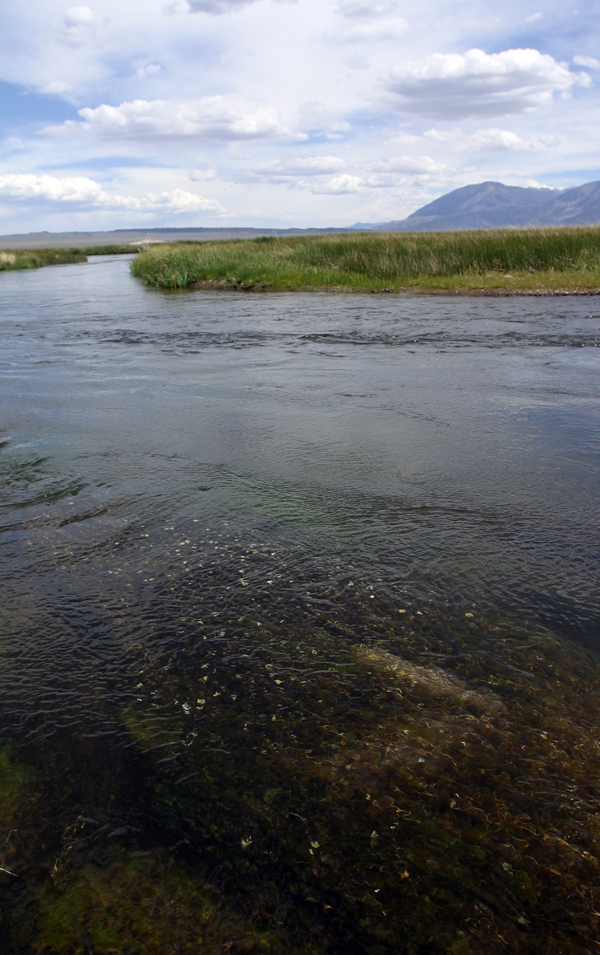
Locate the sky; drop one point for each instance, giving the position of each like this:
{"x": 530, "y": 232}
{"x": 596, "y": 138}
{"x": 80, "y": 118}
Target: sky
{"x": 286, "y": 113}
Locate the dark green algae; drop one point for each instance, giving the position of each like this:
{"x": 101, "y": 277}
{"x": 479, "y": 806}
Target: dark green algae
{"x": 327, "y": 772}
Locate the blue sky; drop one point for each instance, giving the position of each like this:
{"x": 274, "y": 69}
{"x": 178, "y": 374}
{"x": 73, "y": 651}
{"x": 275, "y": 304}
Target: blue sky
{"x": 283, "y": 113}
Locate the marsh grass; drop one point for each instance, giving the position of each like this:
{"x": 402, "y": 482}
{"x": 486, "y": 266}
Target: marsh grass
{"x": 502, "y": 258}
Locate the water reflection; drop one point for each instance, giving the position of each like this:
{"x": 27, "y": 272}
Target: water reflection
{"x": 298, "y": 629}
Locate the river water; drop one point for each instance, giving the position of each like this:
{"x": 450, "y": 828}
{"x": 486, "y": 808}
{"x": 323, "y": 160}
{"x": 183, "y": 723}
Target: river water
{"x": 299, "y": 621}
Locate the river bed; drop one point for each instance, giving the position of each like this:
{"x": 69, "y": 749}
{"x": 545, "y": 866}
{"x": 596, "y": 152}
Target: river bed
{"x": 299, "y": 620}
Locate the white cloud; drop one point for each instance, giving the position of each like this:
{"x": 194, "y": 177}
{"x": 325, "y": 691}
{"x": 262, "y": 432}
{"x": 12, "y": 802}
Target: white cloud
{"x": 363, "y": 10}
{"x": 150, "y": 70}
{"x": 590, "y": 61}
{"x": 407, "y": 165}
{"x": 318, "y": 118}
{"x": 55, "y": 87}
{"x": 79, "y": 25}
{"x": 217, "y": 6}
{"x": 453, "y": 85}
{"x": 339, "y": 185}
{"x": 375, "y": 31}
{"x": 212, "y": 118}
{"x": 301, "y": 168}
{"x": 86, "y": 193}
{"x": 203, "y": 175}
{"x": 493, "y": 140}
{"x": 213, "y": 7}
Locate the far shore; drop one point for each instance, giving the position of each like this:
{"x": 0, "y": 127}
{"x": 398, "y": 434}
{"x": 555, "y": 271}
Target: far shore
{"x": 212, "y": 285}
{"x": 556, "y": 262}
{"x": 532, "y": 262}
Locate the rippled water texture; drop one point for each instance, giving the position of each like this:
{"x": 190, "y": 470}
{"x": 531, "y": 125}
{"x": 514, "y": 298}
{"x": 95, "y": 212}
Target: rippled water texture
{"x": 299, "y": 620}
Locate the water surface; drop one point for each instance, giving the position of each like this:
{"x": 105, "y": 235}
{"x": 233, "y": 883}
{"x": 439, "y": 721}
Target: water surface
{"x": 286, "y": 581}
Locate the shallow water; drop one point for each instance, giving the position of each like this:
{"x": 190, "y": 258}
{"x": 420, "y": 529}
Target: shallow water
{"x": 283, "y": 573}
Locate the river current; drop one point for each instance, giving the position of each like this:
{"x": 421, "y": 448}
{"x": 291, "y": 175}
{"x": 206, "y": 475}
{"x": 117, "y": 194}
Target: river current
{"x": 299, "y": 619}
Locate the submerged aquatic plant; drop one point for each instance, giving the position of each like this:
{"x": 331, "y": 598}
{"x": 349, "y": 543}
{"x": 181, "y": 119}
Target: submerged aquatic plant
{"x": 298, "y": 767}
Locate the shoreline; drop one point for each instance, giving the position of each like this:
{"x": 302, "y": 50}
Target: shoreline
{"x": 223, "y": 285}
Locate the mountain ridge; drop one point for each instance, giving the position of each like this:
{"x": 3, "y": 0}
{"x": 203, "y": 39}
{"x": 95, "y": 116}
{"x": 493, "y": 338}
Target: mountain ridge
{"x": 492, "y": 205}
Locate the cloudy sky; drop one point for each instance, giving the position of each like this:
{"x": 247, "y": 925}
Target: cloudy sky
{"x": 287, "y": 112}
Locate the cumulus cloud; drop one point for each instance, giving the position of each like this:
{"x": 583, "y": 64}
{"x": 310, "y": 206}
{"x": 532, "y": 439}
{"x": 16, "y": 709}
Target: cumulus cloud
{"x": 363, "y": 10}
{"x": 203, "y": 175}
{"x": 79, "y": 25}
{"x": 150, "y": 70}
{"x": 77, "y": 191}
{"x": 453, "y": 85}
{"x": 590, "y": 61}
{"x": 319, "y": 119}
{"x": 375, "y": 31}
{"x": 213, "y": 7}
{"x": 298, "y": 169}
{"x": 490, "y": 140}
{"x": 212, "y": 118}
{"x": 339, "y": 185}
{"x": 407, "y": 165}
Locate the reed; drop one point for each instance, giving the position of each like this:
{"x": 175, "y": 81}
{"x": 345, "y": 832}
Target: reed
{"x": 502, "y": 258}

TASK PROMPT> Write out the material above once more, word for word. Images stay out.

EXERCISE SOLUTION>
Locate the sky; drop one point for each instance, giving the position of each like this:
{"x": 530, "y": 232}
{"x": 596, "y": 138}
{"x": 80, "y": 118}
Target: sky
{"x": 286, "y": 113}
Locate the dark green algae; drop one point for each instance, giving the position of each like this:
{"x": 101, "y": 277}
{"x": 479, "y": 806}
Target: dark green algae
{"x": 327, "y": 772}
Locate the blue sky; drop one point for each instance, giving the position of each like this:
{"x": 274, "y": 69}
{"x": 178, "y": 374}
{"x": 73, "y": 651}
{"x": 275, "y": 304}
Target: blue sky
{"x": 283, "y": 113}
Locate the marsh grass; drop one point for each instance, giving the position of each like this:
{"x": 402, "y": 482}
{"x": 486, "y": 266}
Target: marsh grass
{"x": 502, "y": 258}
Locate the water reflection; drop one point for each instance, giving the position of each like this:
{"x": 27, "y": 272}
Target: water reflection
{"x": 298, "y": 629}
Locate the river water; drop one point for each instance, giving the position of each like this:
{"x": 450, "y": 828}
{"x": 486, "y": 808}
{"x": 323, "y": 160}
{"x": 183, "y": 723}
Target: river water
{"x": 299, "y": 621}
Locate the river bed; drop one point for each instance, giving the position of each like this:
{"x": 69, "y": 749}
{"x": 545, "y": 866}
{"x": 596, "y": 152}
Target: river bed
{"x": 299, "y": 620}
Locate the white cloud; drop one point for each instance, giving the position of each like this:
{"x": 194, "y": 177}
{"x": 325, "y": 691}
{"x": 262, "y": 432}
{"x": 12, "y": 802}
Target: white cloud
{"x": 363, "y": 10}
{"x": 150, "y": 70}
{"x": 590, "y": 61}
{"x": 407, "y": 165}
{"x": 318, "y": 118}
{"x": 55, "y": 87}
{"x": 79, "y": 25}
{"x": 217, "y": 6}
{"x": 453, "y": 85}
{"x": 339, "y": 185}
{"x": 375, "y": 31}
{"x": 212, "y": 118}
{"x": 301, "y": 168}
{"x": 86, "y": 193}
{"x": 203, "y": 175}
{"x": 493, "y": 140}
{"x": 213, "y": 7}
Locate the far shore; drop one point for each instance, giving the position of each like this:
{"x": 0, "y": 127}
{"x": 398, "y": 434}
{"x": 555, "y": 271}
Target: far shore
{"x": 212, "y": 285}
{"x": 556, "y": 262}
{"x": 532, "y": 262}
Locate the rippled water texture; drop one point for each instance, giving the position of each like this:
{"x": 190, "y": 470}
{"x": 531, "y": 125}
{"x": 514, "y": 298}
{"x": 95, "y": 212}
Target: rippled water texture
{"x": 299, "y": 620}
Locate the water surface; drop one point for each instance, giving the position of each like this:
{"x": 105, "y": 235}
{"x": 233, "y": 883}
{"x": 439, "y": 721}
Target: water surface
{"x": 286, "y": 581}
Locate the shallow water; drop one point for each instance, giving the position of each like this:
{"x": 190, "y": 258}
{"x": 420, "y": 529}
Target: shallow water
{"x": 283, "y": 573}
Locate the river current; drop one point for each instance, giving the position of each like this:
{"x": 421, "y": 448}
{"x": 291, "y": 175}
{"x": 206, "y": 475}
{"x": 117, "y": 194}
Target: river current
{"x": 299, "y": 619}
Locate the submerged aquatic plant; drop one point for each instance, giving the position of each like this:
{"x": 331, "y": 598}
{"x": 349, "y": 543}
{"x": 181, "y": 119}
Target: submerged aquatic plant
{"x": 298, "y": 767}
Locate the shoreline; drop one point for each instance, giving the position of each like this:
{"x": 302, "y": 50}
Target: shoreline
{"x": 223, "y": 285}
Locate the mountain ridge; drop one point for each instance, giving the position of each like this:
{"x": 3, "y": 0}
{"x": 203, "y": 39}
{"x": 95, "y": 116}
{"x": 493, "y": 338}
Target: mountain ridge
{"x": 492, "y": 205}
Locate the cloudy sky; drop one point for each instance, giving the position of each like this:
{"x": 247, "y": 925}
Target: cloudy sky
{"x": 287, "y": 112}
Locate the cumulus cloud; drop one point for each instance, giving the position of each like this:
{"x": 583, "y": 64}
{"x": 310, "y": 206}
{"x": 532, "y": 439}
{"x": 16, "y": 709}
Target: cumulus cloud
{"x": 363, "y": 10}
{"x": 203, "y": 175}
{"x": 79, "y": 25}
{"x": 150, "y": 70}
{"x": 77, "y": 191}
{"x": 453, "y": 85}
{"x": 590, "y": 61}
{"x": 319, "y": 119}
{"x": 375, "y": 31}
{"x": 213, "y": 7}
{"x": 298, "y": 169}
{"x": 490, "y": 140}
{"x": 212, "y": 118}
{"x": 339, "y": 185}
{"x": 407, "y": 165}
Locate the reed; drop one point for each instance, giving the position of each like this:
{"x": 175, "y": 81}
{"x": 345, "y": 832}
Target: reed
{"x": 502, "y": 258}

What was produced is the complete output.